*** Information shown ***
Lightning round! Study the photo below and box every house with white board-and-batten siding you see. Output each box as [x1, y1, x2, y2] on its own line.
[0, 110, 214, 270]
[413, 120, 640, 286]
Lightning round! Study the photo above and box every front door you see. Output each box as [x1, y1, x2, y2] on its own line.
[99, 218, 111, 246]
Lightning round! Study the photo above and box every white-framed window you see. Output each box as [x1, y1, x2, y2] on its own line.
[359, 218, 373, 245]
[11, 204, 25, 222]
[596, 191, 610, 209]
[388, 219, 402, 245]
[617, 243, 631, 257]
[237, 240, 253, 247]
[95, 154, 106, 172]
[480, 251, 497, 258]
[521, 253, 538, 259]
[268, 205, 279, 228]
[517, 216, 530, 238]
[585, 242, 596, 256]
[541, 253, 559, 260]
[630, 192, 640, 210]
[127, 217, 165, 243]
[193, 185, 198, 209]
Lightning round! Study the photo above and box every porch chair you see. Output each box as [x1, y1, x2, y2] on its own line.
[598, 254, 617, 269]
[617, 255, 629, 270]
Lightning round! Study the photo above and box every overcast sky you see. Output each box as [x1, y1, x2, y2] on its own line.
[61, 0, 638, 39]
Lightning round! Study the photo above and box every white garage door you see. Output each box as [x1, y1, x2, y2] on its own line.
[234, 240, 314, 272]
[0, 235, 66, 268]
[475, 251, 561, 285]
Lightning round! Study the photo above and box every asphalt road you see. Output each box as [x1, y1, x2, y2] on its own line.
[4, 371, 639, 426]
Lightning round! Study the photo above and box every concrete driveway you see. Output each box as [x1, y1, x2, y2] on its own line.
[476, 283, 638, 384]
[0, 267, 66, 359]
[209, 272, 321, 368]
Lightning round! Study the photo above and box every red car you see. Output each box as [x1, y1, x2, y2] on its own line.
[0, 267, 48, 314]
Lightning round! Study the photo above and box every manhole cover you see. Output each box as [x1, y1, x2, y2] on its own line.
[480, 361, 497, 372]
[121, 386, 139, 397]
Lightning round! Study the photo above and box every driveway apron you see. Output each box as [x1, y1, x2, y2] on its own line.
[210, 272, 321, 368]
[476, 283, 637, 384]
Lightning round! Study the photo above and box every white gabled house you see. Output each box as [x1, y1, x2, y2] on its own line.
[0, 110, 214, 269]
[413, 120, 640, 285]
***
**Task requirements:** Answer with an exact copy of the lines from the one containing "Lightning round! Study the photo above and box every driveway" through the end of the entries above, leaving out everything before.

**Problem solution:**
Lightning round! Study the photo above and box every driveway apron you see. Output each box as [x1, y1, x2, y2] on its own line.
[210, 272, 321, 368]
[476, 283, 637, 384]
Lightning round! Study the photo above and box every white gabled house you see. Output each box as [x1, y1, x2, y2] on its own line.
[0, 110, 214, 269]
[413, 120, 640, 285]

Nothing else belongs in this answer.